▸ **SET EXERCISE 1**: Translate this sentence from the Lake Loader configuration reference into Spanish: "When the loader is deployed for the first time, this controls from where in the kinesis stream it should start consuming events."
▸ **SET EXERCISE 2**: In the Lake Loader configuration reference, what is the default value of `input.appName`?
▸ **SET EXERCISE 3**: Write the next part of the Lake Loader configuration reference, picking up right after its last line.

▸ **DOCUMENT**:
Lake Loader configuration reference

The configuration reference in this page is written for Lake Loader 0.6.3

Table configuration

Delta Lake
Iceberg / Glue

Parameter	Description
`output.good.location`	Required, e.g. `gs://mybucket/events`. URI of the bucket location to which to write Snowplow enriched events in Delta format. The URI should start with the following prefix: `s3a://` on AWS `gs://` on GCP `abfs://` on Azure
`output.good.deltaTableProperties.*`	Optional. A map of key/value strings corresponding to Delta's table properties. These can be anything from the Delta table properties documentation. The default properties include configuring Delta's data skipping feature for the important Snowplow timestamp columns: `load_tstamp`, `collector_tstamp`, `derived_tstamp`, `dvce_created_tstamp`.

Parameter	Description
`output.good.type`	Required, set this to `Iceberg`
`output.good.catalog.type`	Required, set this to `Glue`
`output.good.location`	Required, e.g. `s3a://mybucket/events`. URI of the bucket location to which to write Snowplow enriched events in Iceberg format. The URI should start with `s3a://`
`output.good.database`	Required. Name of the database in the Glue catalog
`output.good.table`	Required. The name of the table in the Glue database
`output.good.icebergTableProperties.*`	Optional. A map of key/value strings corresponding to Iceberg's table properties. These can be anything from the Iceberg table properties documentation. The default properties include configuring Iceberg's column-level statistics for the important Snowplow timestamp columns: `load_tstamp`, `collector_tstamp`, `derived_tstamp`, `dvce_created_tstamp`.
`output.good.catalog.options.*`	Optional. A map of key/value strings which are passed to the catalog configuration. These can be anything from the Iceberg catalog documentation e.g. `"glue.id": "1234567"`

Streams configuration

AWS
GCP
Azure

Parameter	Description
`input.streamName`	Required. Name of the Kinesis stream with the enriched events
`input.appName`	Optional, default `snowplow-lake-loader`. Name to use for the dynamodb table, used by the underlying Kinesis Consumer Library for managing leases.
`input.initialPosition`	Optional, default `LATEST`. Allowed values are `LATEST`, `TRIM_HORIZON`, `AT_TIMESTAMP`. When the loader is deployed for the first time, this controls from where in the kinesis stream it should start consuming events. On all subsequent deployments of the loader, the loader will resume from the offsets stored in the DynamoDB table.
`input.initialPosition.timestamp`	Required if `input.initialPosition` is `AT_TIMESTAMP`. A timestamp in ISO8601 format from where the loader should start consuming events.

▸ **DATA SEGMENT**:
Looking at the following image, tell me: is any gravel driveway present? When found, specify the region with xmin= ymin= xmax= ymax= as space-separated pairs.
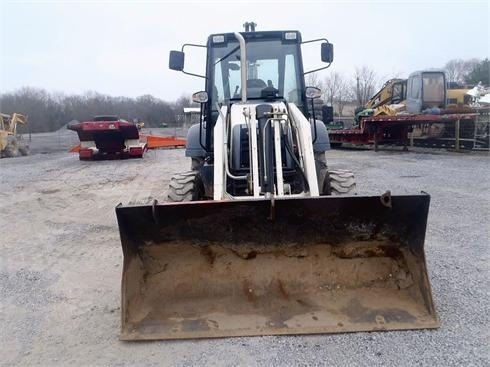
xmin=0 ymin=142 xmax=490 ymax=366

▸ **RESPONSE 1**: Cuando el cargador se despliega por primera vez, esto controla desde qué punto del stream de kinesis debe empezar a consumir eventos.

▸ **RESPONSE 2**: `snowplow-lake-loader`

▸ **RESPONSE 3**:
`input.retrievalMode`	Optional, default Polling. Change to FanOut to enable the enhance fan-out feature of Kinesis.
`input.retrievalMode.maxRecords`	Optional. Default value 1000. How many events the Kinesis client may fetch in a single poll. Only used when `input.retrievalMode` is Polling.
`input.workerIdentifier`	Optional. Defaults to the `HOSTNAME` environment variable. The name of this KCL worker used in the dynamodb lease table.
`input.leaseDuration`	Optional. Default value `10 seconds`. The duration of shard leases. KCL workers must periodically refresh leases in the dynamodb table before this duration expires.
`input.maxLeasesToStealAtOneTimeFactor`	Optional. Default value `2.0`. Controls how to pick the max number of shard leases to steal at one time. E.g. If there are 4 available processors, and `maxLeasesToStealAtOneTimeFactor = 2.0`, then allow the loader to steal up to 8 leases. Allows bigger instances to more quickly acquire the shard-leases they need to combat latency.
`input.checkpointThrottledBackoffPolicy.minBackoff`	Optional. Default value `100 milliseconds`. Initial backoff used to retry checkpointing if we exceed the DynamoDB provisioned write limits.
`input.checkpointThrottledBackoffPolicy.maxBackoff`	Optional. Default value `1 second`. Maximum backoff used to retry checkpointing if we exceed the DynamoDB provisioned write limits.
`output.bad.streamName`	Required. Name of the Kinesis stream that will receive failed events.
`output.bad.throttledBackoffPolicy.minBackoff`	Optional. Default value `100 milliseconds`. Initial backoff used to retry sending failed events if we exceed the Kinesis write throughput limits.
`output.bad.throttledBackoffPolicy.maxBackoff`	Optional. Default value `1 second`. Maximum backoff used to retry sending failed events if we exceed the Kinesis write throughput limits.
`output.bad.recordLimit`	Optional. Default value 500. The maximum number of records we are allowed to send to Kinesis in 1 PutRecords request.
`output.bad.byteLimit`	Optional. Default value 5242880. The maximum number of bytes we are allowed to send to Kinesis in 1 PutRecords request.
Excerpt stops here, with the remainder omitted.